■ Exercise description:
Write out all of the records precisely. Skip anything that is a picture.

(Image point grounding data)

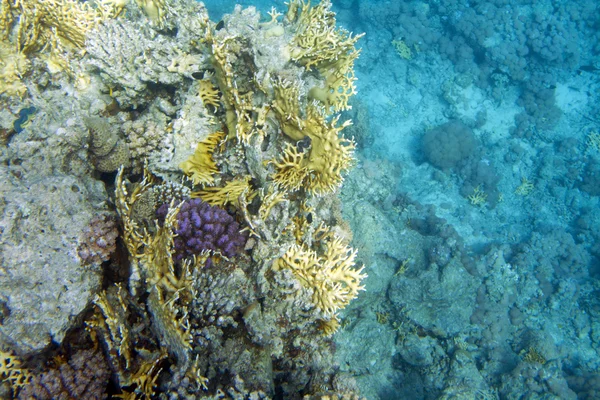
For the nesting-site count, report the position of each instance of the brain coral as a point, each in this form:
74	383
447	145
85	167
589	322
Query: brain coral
200	227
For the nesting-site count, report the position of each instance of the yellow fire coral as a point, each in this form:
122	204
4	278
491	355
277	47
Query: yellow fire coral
220	196
200	166
331	276
330	155
208	94
318	41
331	50
41	21
13	65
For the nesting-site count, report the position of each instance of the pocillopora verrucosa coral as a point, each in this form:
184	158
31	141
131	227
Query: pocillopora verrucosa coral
228	154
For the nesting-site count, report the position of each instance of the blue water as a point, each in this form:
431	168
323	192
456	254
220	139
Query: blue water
474	202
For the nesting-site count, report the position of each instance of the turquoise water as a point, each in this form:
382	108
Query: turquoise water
474	203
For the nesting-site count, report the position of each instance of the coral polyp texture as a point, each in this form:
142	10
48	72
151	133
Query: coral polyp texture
226	146
202	227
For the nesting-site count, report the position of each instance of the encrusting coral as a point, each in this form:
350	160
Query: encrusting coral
227	267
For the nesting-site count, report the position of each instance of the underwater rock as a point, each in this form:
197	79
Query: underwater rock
108	150
43	282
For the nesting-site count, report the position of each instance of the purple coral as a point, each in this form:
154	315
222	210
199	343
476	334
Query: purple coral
201	226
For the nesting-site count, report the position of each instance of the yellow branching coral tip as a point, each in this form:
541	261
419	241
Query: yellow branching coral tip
201	167
290	170
318	41
208	93
41	21
220	196
332	276
156	10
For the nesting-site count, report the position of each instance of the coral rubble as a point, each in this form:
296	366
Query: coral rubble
222	145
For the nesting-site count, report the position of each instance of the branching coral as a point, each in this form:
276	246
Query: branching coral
13	65
201	167
329	156
331	275
41	22
229	193
202	227
319	43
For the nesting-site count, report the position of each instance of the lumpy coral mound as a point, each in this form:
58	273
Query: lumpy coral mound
202	227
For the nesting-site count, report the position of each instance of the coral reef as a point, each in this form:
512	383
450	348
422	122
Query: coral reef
84	375
198	291
98	240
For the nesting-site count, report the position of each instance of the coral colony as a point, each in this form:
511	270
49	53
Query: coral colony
223	274
202	227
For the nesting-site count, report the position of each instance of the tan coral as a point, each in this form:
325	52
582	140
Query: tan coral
229	193
13	65
317	40
208	93
40	21
200	166
330	155
332	275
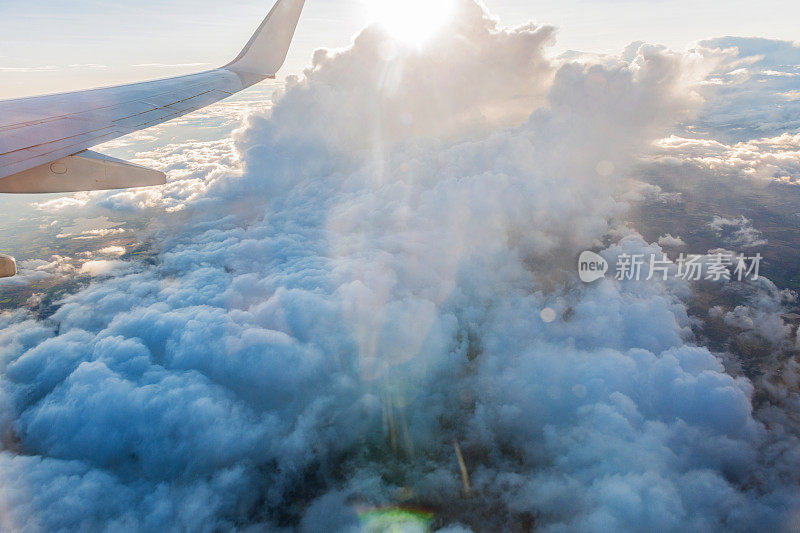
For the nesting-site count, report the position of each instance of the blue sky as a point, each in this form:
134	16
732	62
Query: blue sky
51	46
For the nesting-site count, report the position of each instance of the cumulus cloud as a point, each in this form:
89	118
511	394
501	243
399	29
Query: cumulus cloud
671	241
353	291
767	159
737	231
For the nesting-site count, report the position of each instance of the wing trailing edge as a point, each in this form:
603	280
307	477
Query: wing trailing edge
84	171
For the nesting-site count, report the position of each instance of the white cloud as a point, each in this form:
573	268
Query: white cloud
670	242
358	282
737	231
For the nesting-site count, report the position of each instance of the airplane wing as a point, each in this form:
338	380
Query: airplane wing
44	140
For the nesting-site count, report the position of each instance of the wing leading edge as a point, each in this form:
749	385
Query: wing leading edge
44	139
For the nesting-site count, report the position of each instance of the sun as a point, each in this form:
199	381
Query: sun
411	21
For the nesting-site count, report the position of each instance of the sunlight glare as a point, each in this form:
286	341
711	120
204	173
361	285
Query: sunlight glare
411	21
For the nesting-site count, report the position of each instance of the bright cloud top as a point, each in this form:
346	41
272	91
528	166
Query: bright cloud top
411	21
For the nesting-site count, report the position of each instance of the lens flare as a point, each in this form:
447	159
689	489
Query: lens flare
411	21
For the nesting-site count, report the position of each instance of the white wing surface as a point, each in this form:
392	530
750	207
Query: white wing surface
43	140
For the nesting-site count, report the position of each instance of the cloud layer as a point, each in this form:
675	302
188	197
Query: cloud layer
355	290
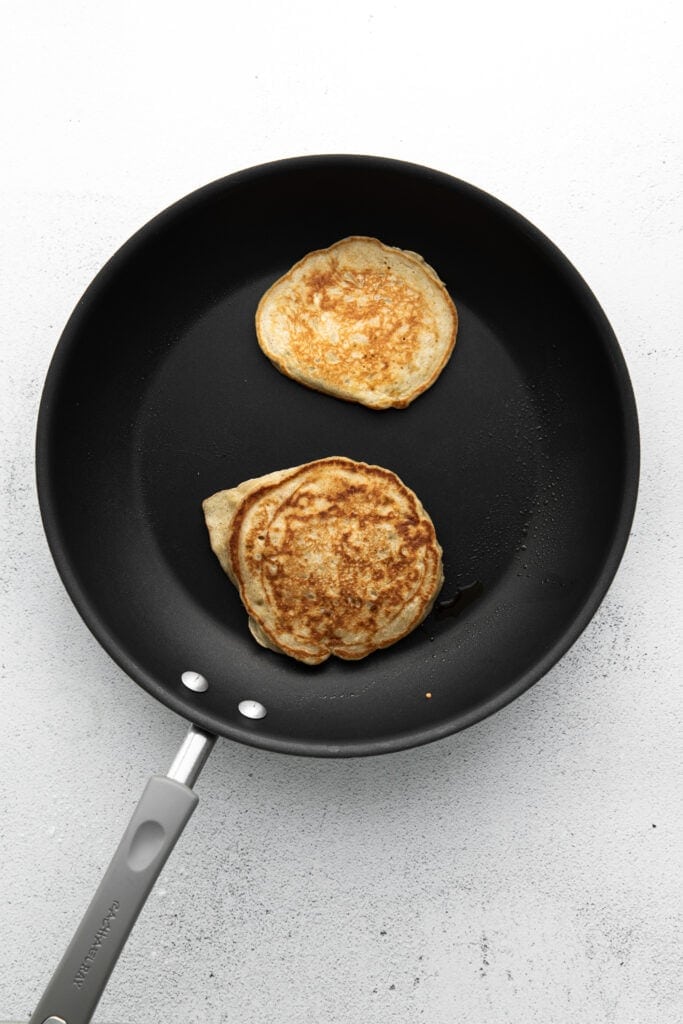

■ Reply:
For the nesting-site count, report the position of each instance of the brain coral as a point, each in this form:
74	383
447	145
85	167
589	322
Query: brain coral
200	227
For the nesting-site count, report the position of each instance of the yellow fire coral as a point, each in this form:
122	204
4	278
491	355
277	47
Query: yellow fire coral
220	196
200	166
331	276
330	155
208	94
318	41
331	50
41	21
13	65
For the nesting-site count, report the position of each instance of the pocillopora verrucosa coral as a point, each in this form:
184	158
31	141
131	227
Query: pocillopora verrucosa coral
228	154
For the nesting-site count, report the position of each instance of the blue water as a point, each in this form:
431	168
323	192
456	254
220	139
Query: blue water
474	202
For the nesting-site count, report the position of each instance of the turquoise water as a point, each in this form:
382	108
Query: turquoise water
474	203
For the nesting-site count, report the position of each instance of the coral polyp texture as a point, each in this form:
142	10
48	72
151	133
Query: coral polyp texture
226	146
202	227
For the nesting-site count, report the position of each instance of the encrusting coral as a point, each in this form:
350	160
Query: encrusting coral
227	267
For the nesting-site count, report the position of each instance of the underwater rock as a point, each in this form:
197	79
Query: underwater rock
108	150
43	282
For the nesting-site count, report the position of each instance of the purple coral as a point, each in this form:
154	315
222	210
199	343
476	334
Query: purple coral
201	226
For the nesting-site count, report the position of each instance of the yellow branching coral tip as a point, each in this form:
541	261
419	241
Query: yellow branching coral tip
201	167
290	170
318	41
208	93
41	21
220	196
332	276
156	10
For the nesting-site count, report the position of each instance of the coral rubble as a point, each in this form:
296	366
Query: coral rubble
222	145
For the nesting-site count, report the position of each instance of the branching coral as a point, each in this form:
276	246
Query: branching coral
13	65
201	167
329	156
331	275
41	22
229	193
202	227
319	43
For the nesting-site count, report the position of each instance of the lumpy coral mound as a point, each in this form:
58	273
Query: lumpy coral mound
202	227
For the nesting-site count, report the position of each instance of the coral reef as a point, each in this form:
512	383
450	348
422	122
Query: coral reef
84	375
198	291
98	240
For the nesting-site count, report the position of each instance of the coral colony as a point, each in this form:
511	270
49	53
Query: coral colony
223	274
202	227
For the nesting-site count, report the position of each instance of the tan coral as a point, each in this form:
325	52
582	140
Query: tan coral
229	193
13	65
317	40
208	93
40	21
200	166
330	155
332	275
For the nesting-site count, report the position of each instance of the blue sky as a point, each in this form:
134	16
732	62
Query: blue sky
51	46
For the nesting-site count, report the position of each instance of the cumulus cloud as a point, each in this form:
89	118
511	394
501	243
399	29
Query: cumulus cloud
671	241
353	291
767	159
737	231
For the nesting-site count, report the position of each instance of the wing trailing edge as a point, each in this form:
603	280
307	477
Query: wing trailing edge
84	171
For the nesting-site count, report the position of each instance of the white cloud as a point, each in this form:
573	268
Query: white cloud
670	242
358	282
737	231
For the nesting-site count, report the position of each instance of the airplane wing as a point, each in this form:
338	380
Query: airplane wing
44	140
For the nesting-site count, report the position of each instance of the wing leading edge as a point, each in this form:
749	385
Query: wing leading edge
44	139
For the nesting-site count, report the position of each instance of the sun as a point, each in this form:
199	381
Query: sun
411	21
For the nesting-site count, report the position of each instance of the sunlight glare as a point, each in this form:
286	341
711	120
204	173
361	285
Query: sunlight glare
411	21
For the nesting-site count, report the position of each instance of the bright cloud top as a point, each in this form:
346	41
272	91
528	166
Query: bright cloud top
411	21
For the nesting-site count, report the position of each instance of the lens flare as a point, each in this form:
447	159
689	489
Query: lens flare
411	21
For the nesting-site count, report the position of each instance of the white wing surface as a point, each in this form:
392	530
750	207
Query: white wing surface
43	140
For the nesting-site count, report the position of each instance of the cloud layer as a point, each in this form:
675	302
188	197
Query: cloud layer
355	290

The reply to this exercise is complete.